▶ [Exercise requirements]: Which lines in the data below contain the string "position"? Show each one.

(Natural-language object grounding data)
==============================

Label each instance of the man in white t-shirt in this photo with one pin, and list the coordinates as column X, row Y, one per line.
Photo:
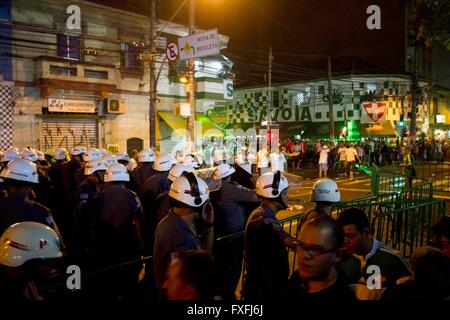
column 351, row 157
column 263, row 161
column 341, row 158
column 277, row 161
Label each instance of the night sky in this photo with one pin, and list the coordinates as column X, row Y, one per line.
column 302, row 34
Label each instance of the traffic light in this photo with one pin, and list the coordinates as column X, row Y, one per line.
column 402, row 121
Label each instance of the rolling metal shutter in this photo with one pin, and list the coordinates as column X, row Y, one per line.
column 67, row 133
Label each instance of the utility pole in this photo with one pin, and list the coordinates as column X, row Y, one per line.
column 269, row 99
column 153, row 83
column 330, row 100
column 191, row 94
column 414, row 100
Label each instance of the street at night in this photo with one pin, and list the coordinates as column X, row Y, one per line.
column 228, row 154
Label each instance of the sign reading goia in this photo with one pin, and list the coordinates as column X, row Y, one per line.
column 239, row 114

==============================

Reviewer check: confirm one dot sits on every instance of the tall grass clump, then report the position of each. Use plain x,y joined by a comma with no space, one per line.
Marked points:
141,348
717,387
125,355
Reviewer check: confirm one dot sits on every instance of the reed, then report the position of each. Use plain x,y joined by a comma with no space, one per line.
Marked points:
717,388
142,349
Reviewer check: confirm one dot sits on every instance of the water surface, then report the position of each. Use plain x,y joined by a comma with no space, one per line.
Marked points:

==============================

▶ [Response]:
Reviewer check: confirm one dot sits on every instance of the tall grass clump, then report the position of each. Use plain x,y joined by a comma with no space, one per line.
Reviewer check: confirm one dot sits on every instance of the reed, then report the position of each. Use plain x,y joined by a comma with no space, one per line.
Reviewer check: confirm one dot sits on every instance of the water surface, then report the position of each. Use plain x,y joined by a comma with no space, one per line.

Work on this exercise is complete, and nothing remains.